**Written instruction:**
Reproduce the data verbatim from the line containing "front, that would help a great deal." through the line containing "MULTIPOLYGON (((245 127, 221", inclusive.

►

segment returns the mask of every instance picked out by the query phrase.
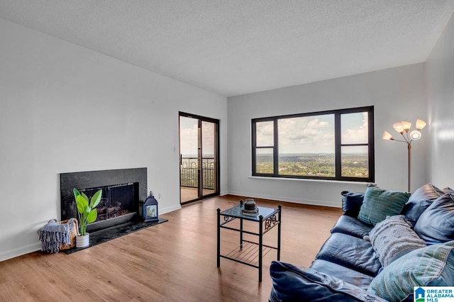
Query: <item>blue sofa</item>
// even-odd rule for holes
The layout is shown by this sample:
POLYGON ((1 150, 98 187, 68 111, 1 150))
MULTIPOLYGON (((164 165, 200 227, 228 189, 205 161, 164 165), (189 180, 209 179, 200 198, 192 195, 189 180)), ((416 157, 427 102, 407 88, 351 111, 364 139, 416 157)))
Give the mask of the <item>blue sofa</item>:
POLYGON ((454 286, 454 191, 410 195, 375 184, 342 192, 344 214, 308 269, 272 262, 271 301, 413 301, 454 286))

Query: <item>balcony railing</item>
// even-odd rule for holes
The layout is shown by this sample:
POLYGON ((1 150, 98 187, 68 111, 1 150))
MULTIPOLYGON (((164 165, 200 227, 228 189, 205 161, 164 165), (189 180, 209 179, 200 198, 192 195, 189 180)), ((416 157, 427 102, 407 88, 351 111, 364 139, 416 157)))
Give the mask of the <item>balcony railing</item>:
MULTIPOLYGON (((198 164, 197 157, 182 157, 181 166, 179 167, 182 186, 189 188, 199 186, 198 164)), ((214 190, 215 166, 214 157, 202 158, 203 189, 214 190)))

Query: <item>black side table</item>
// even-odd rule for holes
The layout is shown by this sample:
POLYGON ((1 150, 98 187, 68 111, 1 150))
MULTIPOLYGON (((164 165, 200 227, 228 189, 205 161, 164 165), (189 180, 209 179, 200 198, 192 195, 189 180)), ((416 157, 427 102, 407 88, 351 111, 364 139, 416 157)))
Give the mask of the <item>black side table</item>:
POLYGON ((262 267, 263 256, 272 250, 277 250, 277 261, 280 259, 281 254, 281 208, 279 205, 277 208, 258 206, 258 213, 255 216, 244 214, 243 201, 240 204, 228 210, 218 212, 218 267, 221 266, 221 257, 236 261, 243 264, 258 269, 258 281, 262 281, 262 267), (221 222, 221 216, 223 216, 223 222, 221 222), (228 223, 235 219, 240 219, 240 228, 231 228, 226 226, 228 223), (258 233, 253 233, 243 229, 243 220, 249 220, 258 223, 258 233), (272 247, 263 244, 263 235, 277 225, 277 246, 272 247), (240 233, 240 245, 227 255, 221 255, 221 228, 226 228, 240 233), (243 239, 243 234, 250 234, 258 237, 258 242, 243 239))

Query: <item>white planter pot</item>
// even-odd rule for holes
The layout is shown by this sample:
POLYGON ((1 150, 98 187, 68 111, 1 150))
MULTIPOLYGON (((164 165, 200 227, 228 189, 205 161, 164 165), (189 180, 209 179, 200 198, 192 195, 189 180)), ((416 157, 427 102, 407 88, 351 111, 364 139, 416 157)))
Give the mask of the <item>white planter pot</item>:
POLYGON ((90 245, 90 234, 84 236, 76 236, 76 247, 86 247, 90 245))

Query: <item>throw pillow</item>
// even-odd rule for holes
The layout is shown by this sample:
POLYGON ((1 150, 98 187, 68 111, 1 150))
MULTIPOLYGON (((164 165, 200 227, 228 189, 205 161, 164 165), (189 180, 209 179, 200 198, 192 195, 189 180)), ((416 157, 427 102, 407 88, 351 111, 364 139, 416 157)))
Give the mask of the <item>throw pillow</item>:
POLYGON ((413 250, 426 247, 403 215, 388 216, 377 223, 369 237, 383 267, 413 250))
POLYGON ((401 301, 413 294, 414 286, 452 286, 453 247, 454 242, 450 242, 410 252, 383 269, 367 291, 389 301, 401 301))
POLYGON ((343 191, 340 194, 342 195, 342 210, 344 213, 348 216, 358 217, 364 199, 364 193, 343 191))
POLYGON ((375 225, 386 216, 398 215, 402 211, 410 194, 397 191, 387 191, 375 184, 367 186, 358 218, 363 223, 375 225))
POLYGON ((414 231, 429 243, 454 240, 453 195, 444 194, 435 200, 419 217, 414 231))
POLYGON ((289 263, 270 265, 272 288, 270 301, 384 302, 368 291, 313 269, 302 270, 289 263))
POLYGON ((406 220, 414 227, 421 214, 432 203, 442 196, 443 191, 432 184, 425 184, 415 191, 405 204, 402 213, 406 220))

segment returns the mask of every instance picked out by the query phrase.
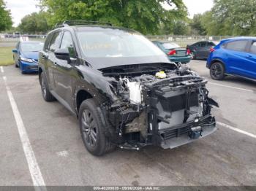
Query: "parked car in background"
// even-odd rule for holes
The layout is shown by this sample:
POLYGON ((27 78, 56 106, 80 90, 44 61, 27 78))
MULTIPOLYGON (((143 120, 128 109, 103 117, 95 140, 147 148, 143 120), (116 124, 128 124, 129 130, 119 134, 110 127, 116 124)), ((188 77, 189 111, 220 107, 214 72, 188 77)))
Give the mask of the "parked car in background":
POLYGON ((187 45, 187 49, 189 50, 192 59, 207 59, 211 50, 218 44, 211 41, 200 41, 191 45, 187 45))
POLYGON ((41 42, 19 42, 12 50, 13 60, 16 68, 21 73, 38 71, 39 51, 42 50, 44 43, 41 42))
POLYGON ((170 61, 176 63, 187 63, 190 62, 190 52, 186 48, 182 48, 177 44, 171 42, 153 41, 159 48, 167 55, 170 61))
POLYGON ((206 66, 214 79, 233 75, 256 80, 256 37, 222 40, 212 50, 206 66))

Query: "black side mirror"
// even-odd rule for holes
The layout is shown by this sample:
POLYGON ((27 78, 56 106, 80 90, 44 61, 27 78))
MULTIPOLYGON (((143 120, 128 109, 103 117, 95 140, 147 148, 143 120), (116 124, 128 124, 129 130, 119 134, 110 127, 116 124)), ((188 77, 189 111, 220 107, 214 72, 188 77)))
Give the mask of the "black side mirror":
POLYGON ((67 49, 56 50, 54 54, 58 59, 70 61, 70 55, 67 49))

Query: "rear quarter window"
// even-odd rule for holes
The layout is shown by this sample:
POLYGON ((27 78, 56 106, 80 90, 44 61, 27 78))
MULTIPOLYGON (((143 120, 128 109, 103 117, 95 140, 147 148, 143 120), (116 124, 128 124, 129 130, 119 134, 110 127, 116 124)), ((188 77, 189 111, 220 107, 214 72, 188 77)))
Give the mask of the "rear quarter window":
POLYGON ((247 42, 248 41, 246 40, 233 41, 233 42, 227 42, 225 47, 225 49, 227 49, 227 50, 245 52, 247 42))
POLYGON ((47 36, 46 39, 45 39, 45 41, 44 48, 43 48, 43 50, 44 50, 45 51, 45 50, 48 50, 48 47, 49 47, 49 43, 50 43, 50 39, 51 39, 52 36, 53 36, 53 33, 50 33, 50 34, 49 34, 47 36))
POLYGON ((256 42, 252 42, 250 52, 252 54, 256 55, 256 42))

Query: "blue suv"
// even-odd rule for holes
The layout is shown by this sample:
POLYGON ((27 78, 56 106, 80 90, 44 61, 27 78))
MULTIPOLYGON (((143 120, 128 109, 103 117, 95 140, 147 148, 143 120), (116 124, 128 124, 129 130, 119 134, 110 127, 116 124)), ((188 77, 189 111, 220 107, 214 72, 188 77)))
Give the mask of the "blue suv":
POLYGON ((13 60, 16 68, 20 68, 21 73, 38 71, 39 51, 42 50, 42 42, 19 42, 12 50, 13 60))
POLYGON ((233 75, 256 80, 256 37, 224 39, 211 52, 206 66, 212 79, 233 75))

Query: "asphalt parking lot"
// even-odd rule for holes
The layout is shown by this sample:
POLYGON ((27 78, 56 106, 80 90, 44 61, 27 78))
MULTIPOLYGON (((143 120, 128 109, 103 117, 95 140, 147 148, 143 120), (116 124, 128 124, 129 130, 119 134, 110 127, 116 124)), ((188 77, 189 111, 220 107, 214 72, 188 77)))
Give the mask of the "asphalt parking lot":
POLYGON ((208 79, 210 96, 220 105, 213 111, 217 132, 174 149, 117 149, 101 157, 84 148, 75 117, 57 101, 44 101, 37 74, 1 68, 0 185, 31 186, 33 177, 41 175, 42 183, 51 186, 256 185, 256 84, 236 77, 211 80, 205 65, 189 63, 208 79), (13 103, 25 134, 19 134, 13 103), (26 136, 42 174, 29 168, 26 136))

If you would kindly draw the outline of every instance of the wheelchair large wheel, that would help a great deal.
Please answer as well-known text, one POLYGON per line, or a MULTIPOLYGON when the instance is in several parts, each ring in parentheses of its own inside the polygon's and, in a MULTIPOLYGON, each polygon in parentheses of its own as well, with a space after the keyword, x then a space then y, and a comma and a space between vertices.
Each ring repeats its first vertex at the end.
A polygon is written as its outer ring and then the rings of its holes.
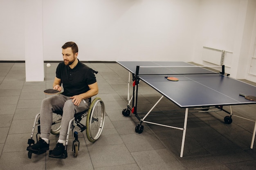
POLYGON ((105 121, 105 105, 99 97, 92 102, 86 118, 86 136, 91 142, 95 141, 101 135, 105 121))
POLYGON ((58 135, 60 133, 62 118, 61 115, 52 113, 52 124, 51 128, 51 133, 52 134, 58 135))

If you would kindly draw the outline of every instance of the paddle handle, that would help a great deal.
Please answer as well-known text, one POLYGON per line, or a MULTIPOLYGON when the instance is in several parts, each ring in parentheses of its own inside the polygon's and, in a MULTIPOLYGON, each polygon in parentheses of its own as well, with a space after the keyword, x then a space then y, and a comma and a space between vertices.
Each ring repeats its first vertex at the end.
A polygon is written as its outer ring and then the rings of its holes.
POLYGON ((240 96, 243 96, 243 97, 245 97, 247 95, 245 95, 244 94, 243 94, 243 93, 239 93, 239 95, 240 96))

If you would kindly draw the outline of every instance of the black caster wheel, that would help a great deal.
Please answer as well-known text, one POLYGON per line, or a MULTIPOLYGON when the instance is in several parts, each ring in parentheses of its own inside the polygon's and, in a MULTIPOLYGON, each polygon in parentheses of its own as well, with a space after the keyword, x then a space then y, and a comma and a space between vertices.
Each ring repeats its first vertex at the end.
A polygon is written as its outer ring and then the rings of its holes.
POLYGON ((75 144, 74 146, 74 156, 77 157, 77 153, 78 152, 78 146, 77 144, 75 144))
POLYGON ((226 124, 231 124, 232 121, 232 118, 229 116, 227 116, 224 117, 224 121, 226 124))
POLYGON ((141 133, 143 132, 144 129, 144 126, 143 125, 137 124, 135 127, 135 131, 137 133, 141 133))
POLYGON ((129 116, 130 113, 130 110, 128 110, 127 108, 124 109, 122 111, 122 114, 123 115, 126 117, 129 116))

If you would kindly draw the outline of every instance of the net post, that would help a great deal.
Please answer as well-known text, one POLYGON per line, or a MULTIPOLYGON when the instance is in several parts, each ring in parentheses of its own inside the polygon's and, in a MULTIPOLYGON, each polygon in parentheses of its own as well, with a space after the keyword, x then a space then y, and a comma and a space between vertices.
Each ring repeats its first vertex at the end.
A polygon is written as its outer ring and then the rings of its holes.
POLYGON ((137 76, 139 75, 139 66, 136 66, 136 71, 135 72, 135 76, 137 77, 137 76))
POLYGON ((221 72, 220 72, 220 74, 224 75, 225 74, 225 65, 222 65, 222 71, 221 72))

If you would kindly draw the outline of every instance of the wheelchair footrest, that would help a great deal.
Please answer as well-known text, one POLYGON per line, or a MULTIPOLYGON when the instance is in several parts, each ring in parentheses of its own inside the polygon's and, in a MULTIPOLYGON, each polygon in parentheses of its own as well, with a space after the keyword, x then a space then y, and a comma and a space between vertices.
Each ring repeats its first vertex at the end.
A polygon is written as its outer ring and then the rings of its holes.
POLYGON ((30 145, 29 145, 29 146, 27 147, 27 150, 29 151, 28 153, 27 153, 27 155, 28 155, 29 158, 29 159, 31 159, 31 157, 32 157, 32 153, 34 153, 36 155, 40 155, 40 154, 43 154, 44 153, 45 153, 46 152, 46 150, 38 150, 38 151, 31 150, 29 149, 30 147, 30 145))
POLYGON ((52 151, 52 150, 49 150, 49 157, 54 158, 59 158, 59 159, 66 159, 67 157, 67 150, 65 150, 65 153, 60 155, 53 155, 51 154, 51 153, 52 151))

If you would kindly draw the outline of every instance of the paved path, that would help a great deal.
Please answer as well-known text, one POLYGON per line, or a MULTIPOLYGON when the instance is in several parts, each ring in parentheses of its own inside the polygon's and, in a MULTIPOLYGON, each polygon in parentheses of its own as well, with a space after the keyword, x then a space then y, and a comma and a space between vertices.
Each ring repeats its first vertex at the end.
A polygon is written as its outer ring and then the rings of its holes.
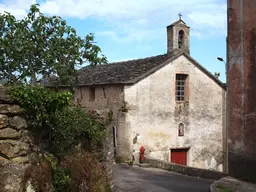
POLYGON ((208 192, 212 180, 154 168, 113 166, 116 192, 208 192))

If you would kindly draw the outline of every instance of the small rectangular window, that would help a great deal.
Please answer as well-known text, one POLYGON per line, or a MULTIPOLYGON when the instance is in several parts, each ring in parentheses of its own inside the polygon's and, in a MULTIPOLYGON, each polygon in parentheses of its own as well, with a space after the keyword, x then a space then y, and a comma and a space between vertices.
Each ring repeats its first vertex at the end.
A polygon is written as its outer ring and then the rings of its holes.
POLYGON ((95 87, 89 88, 89 100, 94 101, 95 100, 95 87))
POLYGON ((175 83, 175 98, 176 101, 186 101, 188 99, 188 75, 187 74, 176 74, 175 83))

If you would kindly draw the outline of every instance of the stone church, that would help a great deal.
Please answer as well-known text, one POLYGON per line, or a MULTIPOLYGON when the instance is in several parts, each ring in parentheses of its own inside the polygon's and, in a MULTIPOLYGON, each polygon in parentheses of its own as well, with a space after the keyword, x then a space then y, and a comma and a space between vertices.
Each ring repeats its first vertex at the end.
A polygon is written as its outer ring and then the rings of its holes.
POLYGON ((226 87, 190 56, 190 28, 167 26, 167 53, 80 70, 75 102, 113 114, 116 155, 223 171, 226 87))

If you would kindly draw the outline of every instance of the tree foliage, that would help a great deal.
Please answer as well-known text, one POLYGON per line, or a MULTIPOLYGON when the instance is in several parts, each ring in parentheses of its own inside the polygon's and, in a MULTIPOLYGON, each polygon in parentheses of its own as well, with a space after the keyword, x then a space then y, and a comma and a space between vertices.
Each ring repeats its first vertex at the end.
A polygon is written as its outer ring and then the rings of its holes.
POLYGON ((47 150, 63 156, 87 141, 100 144, 105 126, 86 111, 72 106, 70 92, 55 93, 40 86, 13 86, 12 101, 18 102, 29 127, 48 135, 47 150))
POLYGON ((17 83, 29 78, 35 84, 54 74, 70 83, 77 65, 106 63, 100 53, 93 34, 81 38, 61 17, 41 13, 38 4, 21 20, 0 14, 0 79, 17 83))

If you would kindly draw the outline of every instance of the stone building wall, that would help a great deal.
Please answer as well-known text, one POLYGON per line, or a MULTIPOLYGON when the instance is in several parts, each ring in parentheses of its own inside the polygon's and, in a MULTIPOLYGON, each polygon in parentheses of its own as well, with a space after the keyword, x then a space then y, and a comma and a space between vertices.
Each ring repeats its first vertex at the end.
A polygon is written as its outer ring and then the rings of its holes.
POLYGON ((25 170, 33 142, 18 105, 10 103, 0 87, 0 191, 23 191, 25 170))
MULTIPOLYGON (((124 89, 130 153, 170 161, 170 149, 186 148, 187 165, 223 170, 225 90, 185 56, 124 89), (188 74, 188 101, 175 101, 176 74, 188 74), (178 126, 184 124, 184 136, 178 126)), ((127 150, 127 149, 126 149, 127 150)))
POLYGON ((227 4, 228 172, 256 181, 256 1, 227 4))

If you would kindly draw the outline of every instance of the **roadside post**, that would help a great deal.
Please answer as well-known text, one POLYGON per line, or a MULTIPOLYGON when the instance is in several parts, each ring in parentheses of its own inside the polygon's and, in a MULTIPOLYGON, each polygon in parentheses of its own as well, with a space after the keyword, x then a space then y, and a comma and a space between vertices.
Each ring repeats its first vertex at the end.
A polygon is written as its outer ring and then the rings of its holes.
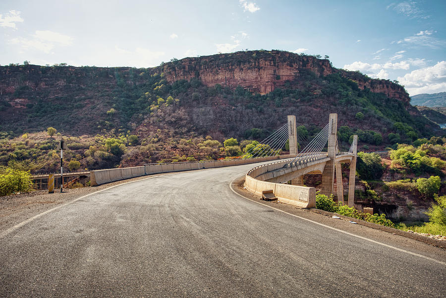
POLYGON ((63 159, 63 150, 67 150, 68 146, 63 139, 60 139, 59 144, 57 145, 56 150, 60 150, 60 192, 62 192, 62 188, 63 187, 63 168, 62 166, 62 161, 63 159))
POLYGON ((54 193, 54 174, 48 176, 48 193, 54 193))

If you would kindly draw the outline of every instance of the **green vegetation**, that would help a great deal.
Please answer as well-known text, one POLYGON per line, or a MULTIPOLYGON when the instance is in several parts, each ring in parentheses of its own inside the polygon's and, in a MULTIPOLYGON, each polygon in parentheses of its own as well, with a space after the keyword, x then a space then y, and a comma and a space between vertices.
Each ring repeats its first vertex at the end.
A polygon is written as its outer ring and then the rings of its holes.
POLYGON ((376 153, 358 153, 356 171, 359 177, 365 180, 379 179, 384 172, 381 157, 376 153))
POLYGON ((0 169, 0 196, 29 191, 33 182, 29 171, 7 167, 0 169))
POLYGON ((357 210, 354 207, 348 207, 333 200, 333 195, 330 197, 319 192, 316 194, 316 208, 330 212, 335 212, 338 214, 349 216, 364 220, 374 224, 394 228, 394 224, 386 218, 385 214, 374 214, 364 213, 357 210))

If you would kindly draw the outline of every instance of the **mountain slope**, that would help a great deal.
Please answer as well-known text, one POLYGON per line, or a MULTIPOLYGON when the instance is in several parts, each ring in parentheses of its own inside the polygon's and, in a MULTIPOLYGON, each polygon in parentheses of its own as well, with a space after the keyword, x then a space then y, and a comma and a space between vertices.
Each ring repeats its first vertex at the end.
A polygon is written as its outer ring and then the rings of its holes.
POLYGON ((410 103, 417 106, 426 107, 446 107, 446 92, 432 94, 418 94, 410 97, 410 103))

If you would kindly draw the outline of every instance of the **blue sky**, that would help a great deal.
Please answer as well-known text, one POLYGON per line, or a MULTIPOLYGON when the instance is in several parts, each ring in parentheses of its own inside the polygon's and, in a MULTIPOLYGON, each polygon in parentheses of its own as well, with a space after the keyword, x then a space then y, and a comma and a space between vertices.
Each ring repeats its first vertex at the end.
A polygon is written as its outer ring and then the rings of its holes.
POLYGON ((2 0, 0 64, 151 67, 248 50, 446 91, 446 1, 2 0))

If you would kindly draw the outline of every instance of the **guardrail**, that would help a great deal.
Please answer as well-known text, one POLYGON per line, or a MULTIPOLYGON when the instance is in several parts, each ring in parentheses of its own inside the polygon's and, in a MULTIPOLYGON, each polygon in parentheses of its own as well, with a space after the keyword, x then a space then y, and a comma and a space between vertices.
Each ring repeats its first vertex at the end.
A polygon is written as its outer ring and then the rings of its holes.
POLYGON ((246 159, 147 164, 140 167, 92 171, 90 172, 90 181, 92 186, 97 186, 106 183, 110 183, 129 178, 139 177, 145 175, 246 165, 269 160, 289 158, 290 157, 290 156, 288 155, 257 157, 246 159))
POLYGON ((245 187, 250 192, 260 196, 264 190, 271 189, 279 200, 283 203, 302 208, 316 207, 314 187, 267 182, 256 179, 265 173, 283 168, 290 160, 292 159, 262 165, 251 169, 245 177, 245 187))

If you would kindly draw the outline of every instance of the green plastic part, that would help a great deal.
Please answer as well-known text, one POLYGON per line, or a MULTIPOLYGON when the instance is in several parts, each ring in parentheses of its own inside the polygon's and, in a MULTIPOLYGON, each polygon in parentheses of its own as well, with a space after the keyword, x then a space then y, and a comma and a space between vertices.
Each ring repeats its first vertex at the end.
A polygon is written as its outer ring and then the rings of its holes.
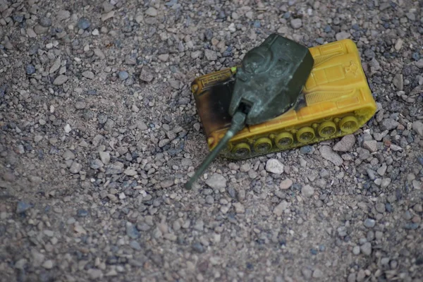
POLYGON ((243 59, 229 114, 247 108, 245 123, 255 125, 286 112, 297 102, 314 63, 308 48, 272 34, 243 59))
POLYGON ((245 125, 267 121, 291 109, 313 68, 308 48, 277 34, 247 52, 238 68, 229 106, 231 125, 186 183, 190 189, 231 138, 245 125))

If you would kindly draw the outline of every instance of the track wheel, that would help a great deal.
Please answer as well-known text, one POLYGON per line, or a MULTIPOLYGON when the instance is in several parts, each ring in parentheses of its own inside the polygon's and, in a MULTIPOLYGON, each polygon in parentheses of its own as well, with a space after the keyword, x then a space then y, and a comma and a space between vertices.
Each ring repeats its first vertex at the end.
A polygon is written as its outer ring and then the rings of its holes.
POLYGON ((259 153, 266 153, 271 149, 271 140, 266 137, 259 138, 254 145, 254 150, 259 153))
POLYGON ((336 132, 336 125, 333 121, 325 121, 319 126, 317 132, 321 137, 331 137, 336 132))
POLYGON ((247 143, 238 144, 232 150, 233 154, 237 158, 245 158, 250 154, 250 145, 247 143))
POLYGON ((358 129, 358 121, 352 116, 345 116, 339 122, 339 128, 344 133, 352 133, 358 129))
POLYGON ((297 132, 297 140, 301 143, 307 143, 314 138, 314 130, 310 127, 305 127, 297 132))
POLYGON ((293 142, 294 137, 290 133, 282 133, 275 137, 275 144, 280 149, 289 147, 293 142))

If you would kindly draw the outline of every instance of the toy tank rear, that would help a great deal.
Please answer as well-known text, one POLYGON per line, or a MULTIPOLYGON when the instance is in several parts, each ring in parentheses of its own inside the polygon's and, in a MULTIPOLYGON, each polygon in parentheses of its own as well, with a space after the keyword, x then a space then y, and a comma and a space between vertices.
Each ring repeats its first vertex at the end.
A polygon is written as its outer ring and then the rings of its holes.
MULTIPOLYGON (((376 111, 358 50, 350 39, 309 49, 314 65, 295 108, 236 134, 221 155, 248 159, 339 137, 356 131, 376 111)), ((197 78, 192 83, 210 149, 231 125, 228 107, 236 68, 197 78)))

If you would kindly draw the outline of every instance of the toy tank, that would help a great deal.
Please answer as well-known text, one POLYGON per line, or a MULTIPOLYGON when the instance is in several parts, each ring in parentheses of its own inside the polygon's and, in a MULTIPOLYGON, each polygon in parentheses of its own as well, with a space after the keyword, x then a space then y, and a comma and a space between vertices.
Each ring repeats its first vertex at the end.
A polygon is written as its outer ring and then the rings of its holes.
MULTIPOLYGON (((350 134, 376 111, 376 103, 350 39, 309 49, 314 61, 295 106, 264 123, 247 125, 219 154, 244 159, 350 134)), ((231 127, 230 104, 237 68, 195 79, 191 84, 210 150, 231 127)))

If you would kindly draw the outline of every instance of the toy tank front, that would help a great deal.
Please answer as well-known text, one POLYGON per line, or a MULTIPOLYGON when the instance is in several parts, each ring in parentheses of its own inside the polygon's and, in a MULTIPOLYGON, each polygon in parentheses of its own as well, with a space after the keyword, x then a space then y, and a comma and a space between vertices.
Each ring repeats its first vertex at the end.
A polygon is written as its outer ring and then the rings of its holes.
MULTIPOLYGON (((245 127, 221 155, 251 158, 336 138, 364 125, 376 111, 357 47, 350 39, 309 49, 314 64, 304 99, 270 121, 245 127)), ((198 114, 210 149, 231 125, 228 114, 236 68, 197 78, 192 83, 198 114)))

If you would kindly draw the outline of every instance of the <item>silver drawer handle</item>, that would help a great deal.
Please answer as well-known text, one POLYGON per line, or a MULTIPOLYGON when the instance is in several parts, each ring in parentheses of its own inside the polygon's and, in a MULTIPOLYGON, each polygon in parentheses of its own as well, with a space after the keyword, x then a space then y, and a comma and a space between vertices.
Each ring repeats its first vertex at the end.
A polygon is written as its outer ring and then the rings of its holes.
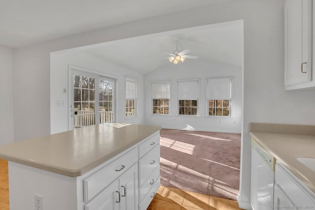
POLYGON ((301 72, 302 73, 306 73, 306 71, 303 71, 303 64, 306 63, 306 62, 304 62, 304 63, 302 63, 302 64, 301 64, 301 72))
POLYGON ((153 179, 152 179, 152 181, 152 181, 152 182, 150 182, 151 185, 153 184, 153 183, 154 183, 154 180, 153 179))
POLYGON ((122 168, 119 169, 119 170, 117 170, 116 169, 115 171, 121 171, 121 170, 122 170, 123 169, 124 169, 125 168, 125 166, 122 166, 122 168))
POLYGON ((120 203, 120 192, 119 191, 116 191, 116 192, 118 193, 118 201, 116 201, 116 203, 120 203))
POLYGON ((122 187, 124 187, 124 195, 122 195, 122 197, 126 197, 126 187, 125 187, 124 185, 122 185, 122 187))

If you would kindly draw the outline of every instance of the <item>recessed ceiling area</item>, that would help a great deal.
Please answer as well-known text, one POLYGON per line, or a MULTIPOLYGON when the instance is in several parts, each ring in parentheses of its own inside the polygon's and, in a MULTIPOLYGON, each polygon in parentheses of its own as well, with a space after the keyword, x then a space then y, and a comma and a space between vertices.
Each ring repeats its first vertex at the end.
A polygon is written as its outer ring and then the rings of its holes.
POLYGON ((143 74, 166 65, 199 60, 241 68, 243 30, 243 22, 235 21, 100 43, 81 51, 143 74), (169 56, 162 52, 173 52, 177 38, 179 51, 189 49, 191 52, 187 55, 199 59, 171 63, 167 59, 169 56))
POLYGON ((229 0, 1 0, 0 46, 18 48, 229 0))

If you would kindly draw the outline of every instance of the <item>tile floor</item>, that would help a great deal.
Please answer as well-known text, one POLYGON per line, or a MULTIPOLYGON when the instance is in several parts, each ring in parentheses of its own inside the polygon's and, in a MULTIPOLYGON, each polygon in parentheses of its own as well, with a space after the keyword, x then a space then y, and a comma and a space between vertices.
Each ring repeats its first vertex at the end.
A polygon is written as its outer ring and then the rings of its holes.
POLYGON ((9 209, 8 161, 0 159, 0 210, 9 209))
POLYGON ((161 186, 148 210, 238 210, 237 201, 161 186))
MULTIPOLYGON (((9 210, 8 163, 0 159, 0 210, 9 210)), ((238 210, 237 201, 161 186, 148 210, 238 210)))

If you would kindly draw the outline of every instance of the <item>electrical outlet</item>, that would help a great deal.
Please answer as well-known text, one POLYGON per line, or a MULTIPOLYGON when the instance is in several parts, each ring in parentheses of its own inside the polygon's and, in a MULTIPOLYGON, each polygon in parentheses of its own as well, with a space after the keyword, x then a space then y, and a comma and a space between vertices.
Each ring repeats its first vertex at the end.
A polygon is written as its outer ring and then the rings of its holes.
POLYGON ((57 101, 57 106, 64 106, 64 101, 57 101))
POLYGON ((34 195, 34 203, 35 210, 43 210, 43 197, 37 195, 34 195))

◄

**Answer to this task:**
If you would kindly draw the outline of every instance of the toy tank front, that would help a great deal.
Please answer as well-known text, one POLYGON per line, or a MULTIPOLYGON when the instance is in several parts, each ring in parentheses of its own inside the polygon's and, in a MULTIPOLYGON, each polygon in parentheses of its own as well, with a space after the keyword, x then a space then y, and a comma and a space between vertices.
Each ring repeats its first vertex at the end.
A polygon is written as its outer ring and then the rings of its holes.
MULTIPOLYGON (((245 127, 221 155, 251 158, 336 138, 364 125, 376 111, 357 47, 350 39, 309 49, 314 64, 304 99, 270 121, 245 127)), ((198 114, 210 149, 231 125, 228 114, 236 68, 197 78, 192 83, 198 114)))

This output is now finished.